» **TRECHO**

>>>

Na avaliação do neurocientista da Universidade Estadual de Campinas Renato Sabbatini, os detentos que não estão em hospitais e tem transtornos mentais precisam de tratamento porque a tendência da doença é agravar-se e com o tempo pode predispor o indivíduo ao suicídio.

O coordenador do Departa¬¬mento de Monitoramento e Fiscalização do Sistema Carcerá¬rio e do Sistema de Execução de Medidas Socioeducativas (DMF) do CNJ, juiz Luciano Losekann, diz que o CNJ já recebeu denúncias de que presos com transtornos mentais estão em presídios comuns. Para ele, este procedimento é condenável. “Eles sofrem, acabam perturbando o ambiente carcerário e são hostilizados pelos outros presos”.

A maioria dos presos que precisam de tratamento e estão em presídios convencionais é de usuários de drogas. A exemplo dos portadores de transtornos mentais, eles são submetidos a perícias médicas, mas caso o laudo mostre que eles tinham parcial consciência de entender o que estavam fazendo quando cometeram o crime, o juiz tem opção de aplicar a pena em cadeias ou presídios ou encaminhá-los a um hospital de custódia. No entanto, segundo Lose-kann, a maioria opta pela pena. Assim, os viciados, geralmente em crack, vão parar em unidades prisionais convencionais e não recebem tratamento. “Dentro do estabelecimento penal ele continua viciado no crack porque o tráfico continua existindo tanto no meio aberto quanto no fechado”, enfatiza.

Mutirão propõe melhorias no Paraná
No Paraná, na segunda semana do mutirão psiquiátrico, o Conselho Nacional de Justiça (CNJ) constatou problemas no Complexo Médico Penal em Quatro Barras, região metropolitana de Curitiba, onde fica o único hospital de custódia e tratamento psiquiátrico do estado.

<<<

» **LINHAS FORNECIDAS**

>>>

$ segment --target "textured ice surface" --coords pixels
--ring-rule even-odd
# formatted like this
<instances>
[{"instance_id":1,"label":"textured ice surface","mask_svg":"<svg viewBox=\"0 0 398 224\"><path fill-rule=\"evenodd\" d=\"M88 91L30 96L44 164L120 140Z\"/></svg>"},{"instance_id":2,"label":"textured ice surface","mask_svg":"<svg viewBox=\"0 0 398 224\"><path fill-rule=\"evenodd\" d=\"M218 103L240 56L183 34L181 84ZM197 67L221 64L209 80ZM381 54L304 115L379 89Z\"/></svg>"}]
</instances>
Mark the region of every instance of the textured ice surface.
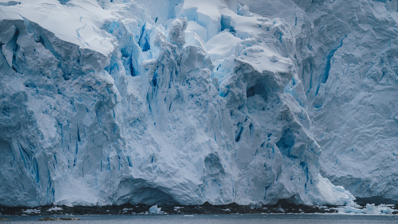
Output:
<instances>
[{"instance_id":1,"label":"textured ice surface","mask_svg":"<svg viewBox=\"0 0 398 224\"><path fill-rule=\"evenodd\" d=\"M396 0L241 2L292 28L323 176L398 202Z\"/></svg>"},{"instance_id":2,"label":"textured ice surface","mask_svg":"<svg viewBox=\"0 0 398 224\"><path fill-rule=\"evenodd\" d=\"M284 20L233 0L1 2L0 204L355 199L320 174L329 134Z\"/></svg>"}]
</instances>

<<<

» **INSTRUÇÕES DAS TAREFAS**
- a) Segundo o trecho sobre presos com transtornos mentais, onde fica o único hospital de custódia e tratamento psiquiátrico do Paraná?
- b) Transcreva do trecho sobre presos com transtornos mentais a parte que vai de "Mutirão propõe melhorias" até "psiquiátrico do estado.", inclusive.
- c) Prossiga com o trecho sobre presos com transtornos mentais a partir do ponto em que ele termina.

» **RESPOSTAS DAS TAREFAS**
- a) No Complexo Médico Penal em Quatro Barras, região metropolitana de Curitiba.

- b)
Mutirão propõe melhorias no Paraná
No Paraná, na segunda semana do mutirão psiquiátrico, o Conselho Nacional de Justiça (CNJ) constatou problemas no Complexo Médico Penal em Quatro Barras, região metropolitana de Curitiba, onde fica o único hospital de custódia e tratamento psiquiátrico do estado.

- c)
O juiz Éder Jorge, coordenador do mutirão carcerário no Paraná pelo CNJ, diz que encontrou mu¬¬lhe¬¬¬res dependentes químicas dividindo o mesmo espaço com portadoras de transtornos mentais. “Isso pode prejudicar o tratamento de¬¬las. As dependentes químicas de¬¬viam ir para uma clínica”, avalia.

Segundo o juiz, outra falha que precisa ser corrigida é quanto à acomodação dos internos em celas, condição contrária a nova lei antimanicomial. Segundo Jorge, os internos não são maltratados no local, no entanto não estão recebendo o tratamento como prevê a legislação. O juiz fará um relatório para ser entregue ao CNJ e também pretende iniciar uma mobilização para o poder público construir ambientes adequados a portadores de transtornos mentais e dependentes químicos ou providenciar tratamentos em clínicas especializadas.

O diretor da unidade, Gilmar Kaminski, diz que a interna encontrada pelo juiz estava junto a pacientes com transtornos mentais porque havia passado por um surto, mas retornaria para ambiente adequado.

A unidade paranaense atende cerca 400 homens e 28 mulheres. Como no estado de Santa Catarina não há hospital feminino, o Paraná também recebe internas do estado vizinho.

De acordo com a direção da unidade, não há problema de superlotação no Complexo Médico Penal. O hospital ganhou mais 192 vagas em 2007. Os internos têm à disposição uma equipe formada por psicólogos, médicos, terapeutas ocupacionais e desenvolvem atividades artísticas e escolares. Pelo menos 60% deles fazem tratamento de dependência química, enquanto outros 40% são portadores de transtornos mentais.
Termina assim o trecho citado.